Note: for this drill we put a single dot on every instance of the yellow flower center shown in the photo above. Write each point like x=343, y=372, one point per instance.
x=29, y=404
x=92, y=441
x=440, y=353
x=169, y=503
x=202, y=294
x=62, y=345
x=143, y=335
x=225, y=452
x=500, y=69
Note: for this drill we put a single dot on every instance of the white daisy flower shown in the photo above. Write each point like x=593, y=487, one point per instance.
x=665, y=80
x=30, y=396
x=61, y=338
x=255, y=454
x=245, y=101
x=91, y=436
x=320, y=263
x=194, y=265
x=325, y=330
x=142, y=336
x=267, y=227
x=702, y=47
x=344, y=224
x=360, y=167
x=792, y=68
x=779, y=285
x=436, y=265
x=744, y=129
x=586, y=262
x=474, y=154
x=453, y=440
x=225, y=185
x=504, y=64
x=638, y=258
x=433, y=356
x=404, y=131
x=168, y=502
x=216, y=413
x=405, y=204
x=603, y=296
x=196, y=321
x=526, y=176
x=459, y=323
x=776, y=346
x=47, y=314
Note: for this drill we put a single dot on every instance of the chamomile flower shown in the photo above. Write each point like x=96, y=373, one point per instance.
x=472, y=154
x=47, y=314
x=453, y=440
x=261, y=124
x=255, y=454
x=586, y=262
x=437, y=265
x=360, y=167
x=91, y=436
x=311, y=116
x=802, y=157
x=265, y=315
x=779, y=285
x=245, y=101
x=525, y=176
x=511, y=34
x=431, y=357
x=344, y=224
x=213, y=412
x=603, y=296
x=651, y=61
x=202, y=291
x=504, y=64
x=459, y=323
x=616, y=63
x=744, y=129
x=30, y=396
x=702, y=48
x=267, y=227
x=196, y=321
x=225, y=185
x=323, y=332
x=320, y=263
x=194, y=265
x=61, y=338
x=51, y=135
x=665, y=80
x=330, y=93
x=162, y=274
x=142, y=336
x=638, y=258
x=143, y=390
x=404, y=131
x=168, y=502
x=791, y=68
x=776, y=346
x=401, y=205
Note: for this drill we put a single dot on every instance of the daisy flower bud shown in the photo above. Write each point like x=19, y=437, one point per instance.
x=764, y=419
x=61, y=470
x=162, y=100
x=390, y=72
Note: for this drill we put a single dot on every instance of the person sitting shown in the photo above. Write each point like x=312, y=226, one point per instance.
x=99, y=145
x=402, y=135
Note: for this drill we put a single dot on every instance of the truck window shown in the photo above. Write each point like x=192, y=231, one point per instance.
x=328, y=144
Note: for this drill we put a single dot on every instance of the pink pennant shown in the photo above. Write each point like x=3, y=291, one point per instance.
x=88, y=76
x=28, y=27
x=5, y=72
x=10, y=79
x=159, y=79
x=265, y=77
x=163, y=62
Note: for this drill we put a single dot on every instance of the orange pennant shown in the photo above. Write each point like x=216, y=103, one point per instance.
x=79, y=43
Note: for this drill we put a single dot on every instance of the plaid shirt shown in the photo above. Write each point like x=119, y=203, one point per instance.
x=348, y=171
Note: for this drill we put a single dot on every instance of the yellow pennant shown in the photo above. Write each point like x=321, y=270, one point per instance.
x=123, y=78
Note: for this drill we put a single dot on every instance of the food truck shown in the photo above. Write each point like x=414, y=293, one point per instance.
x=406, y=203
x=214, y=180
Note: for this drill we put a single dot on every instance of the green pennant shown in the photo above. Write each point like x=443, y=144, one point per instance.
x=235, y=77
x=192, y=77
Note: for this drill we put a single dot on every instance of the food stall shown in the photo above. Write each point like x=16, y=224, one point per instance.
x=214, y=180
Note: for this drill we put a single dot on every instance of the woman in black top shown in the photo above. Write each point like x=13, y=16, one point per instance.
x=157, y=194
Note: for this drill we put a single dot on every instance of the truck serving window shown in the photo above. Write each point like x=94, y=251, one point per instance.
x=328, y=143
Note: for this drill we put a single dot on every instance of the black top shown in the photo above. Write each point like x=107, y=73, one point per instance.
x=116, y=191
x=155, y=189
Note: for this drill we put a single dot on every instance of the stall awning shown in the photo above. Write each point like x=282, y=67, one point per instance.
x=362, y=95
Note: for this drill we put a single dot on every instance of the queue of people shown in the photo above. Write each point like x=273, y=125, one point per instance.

+-------+

### Brief
Could you rewrite the stretch of items from the line containing "y=373, one point per instance." through the line containing "x=328, y=144", substituting "mark" for "dot" and keeping everything else unchanged?

### Exercise result
Note: for this drill we put a single mark on every instance of the chamomile flower shown in the photo above. Write each point like x=96, y=373, one point per instance.
x=472, y=154
x=47, y=314
x=453, y=440
x=261, y=124
x=255, y=454
x=586, y=262
x=437, y=265
x=360, y=167
x=91, y=436
x=311, y=116
x=802, y=157
x=265, y=315
x=779, y=285
x=245, y=101
x=525, y=176
x=511, y=34
x=431, y=357
x=344, y=224
x=213, y=412
x=603, y=296
x=651, y=61
x=202, y=291
x=504, y=64
x=459, y=323
x=616, y=63
x=744, y=129
x=30, y=396
x=702, y=48
x=267, y=227
x=196, y=321
x=225, y=185
x=323, y=332
x=320, y=263
x=194, y=265
x=61, y=338
x=51, y=135
x=665, y=80
x=330, y=93
x=162, y=274
x=142, y=336
x=638, y=258
x=143, y=390
x=404, y=131
x=168, y=502
x=791, y=68
x=776, y=346
x=401, y=205
Note: for this drill we put a single mark on every instance of the daisy flower bud shown in the photo above. Write each point like x=19, y=437, one point per instance.
x=764, y=419
x=61, y=470
x=162, y=100
x=390, y=72
Note: for this drill we put a single mark on every instance of the person sitting shown in the photo above. Write each point like x=312, y=226, one point per instance.
x=99, y=145
x=402, y=135
Note: for this drill we put a single mark on every instance of the truck window shown in the photo above. Write each point like x=192, y=231, one point per instance.
x=328, y=144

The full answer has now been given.